Shape annotation entries:
········

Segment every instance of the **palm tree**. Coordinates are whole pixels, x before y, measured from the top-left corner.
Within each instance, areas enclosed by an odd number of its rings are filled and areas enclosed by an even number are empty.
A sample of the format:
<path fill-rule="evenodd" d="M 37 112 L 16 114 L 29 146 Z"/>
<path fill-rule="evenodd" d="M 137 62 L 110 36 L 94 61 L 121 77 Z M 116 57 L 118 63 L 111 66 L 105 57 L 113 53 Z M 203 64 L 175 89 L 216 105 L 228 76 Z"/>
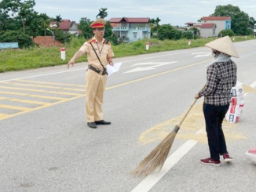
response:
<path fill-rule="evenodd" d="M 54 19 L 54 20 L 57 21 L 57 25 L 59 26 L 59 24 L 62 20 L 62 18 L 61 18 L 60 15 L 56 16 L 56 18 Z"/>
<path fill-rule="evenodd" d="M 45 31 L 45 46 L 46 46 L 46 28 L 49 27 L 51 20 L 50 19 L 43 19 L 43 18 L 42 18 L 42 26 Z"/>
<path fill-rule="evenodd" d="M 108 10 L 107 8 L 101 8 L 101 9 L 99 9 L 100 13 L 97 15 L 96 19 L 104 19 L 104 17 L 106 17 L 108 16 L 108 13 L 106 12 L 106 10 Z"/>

········

OBJECTIVE
Please give all of the lines above as a JSON list of strings, one string per line, with blank lines skipped and the pictures left out.

WRITTEN SOLUTION
[
  "Segment every instance of the **palm tree**. Coordinates are whole pixels, x before y, measured from the top-left corner.",
  "Within each instance, areas enclosed by an odd number of its rings are filled and areas enclosed by an even number are empty.",
  "A sample of the format:",
  "<path fill-rule=\"evenodd\" d=\"M 37 112 L 16 114 L 29 146 Z\"/>",
  "<path fill-rule=\"evenodd\" d=\"M 137 62 L 110 36 L 94 61 L 121 77 Z M 116 57 L 118 63 L 111 66 L 105 57 L 113 53 Z M 203 64 L 175 89 L 216 105 L 228 76 Z\"/>",
  "response:",
  "<path fill-rule=\"evenodd\" d=\"M 54 19 L 54 20 L 57 21 L 57 25 L 59 26 L 59 24 L 62 20 L 62 18 L 61 18 L 60 15 L 56 16 L 56 18 Z\"/>",
  "<path fill-rule=\"evenodd\" d=\"M 45 31 L 45 46 L 46 46 L 46 28 L 49 27 L 51 20 L 50 19 L 43 19 L 43 18 L 42 18 L 42 26 Z\"/>",
  "<path fill-rule=\"evenodd\" d=\"M 108 10 L 107 8 L 101 8 L 101 9 L 99 9 L 100 13 L 97 15 L 96 19 L 104 19 L 104 17 L 106 17 L 108 16 L 108 13 L 106 12 L 106 10 Z\"/>"
]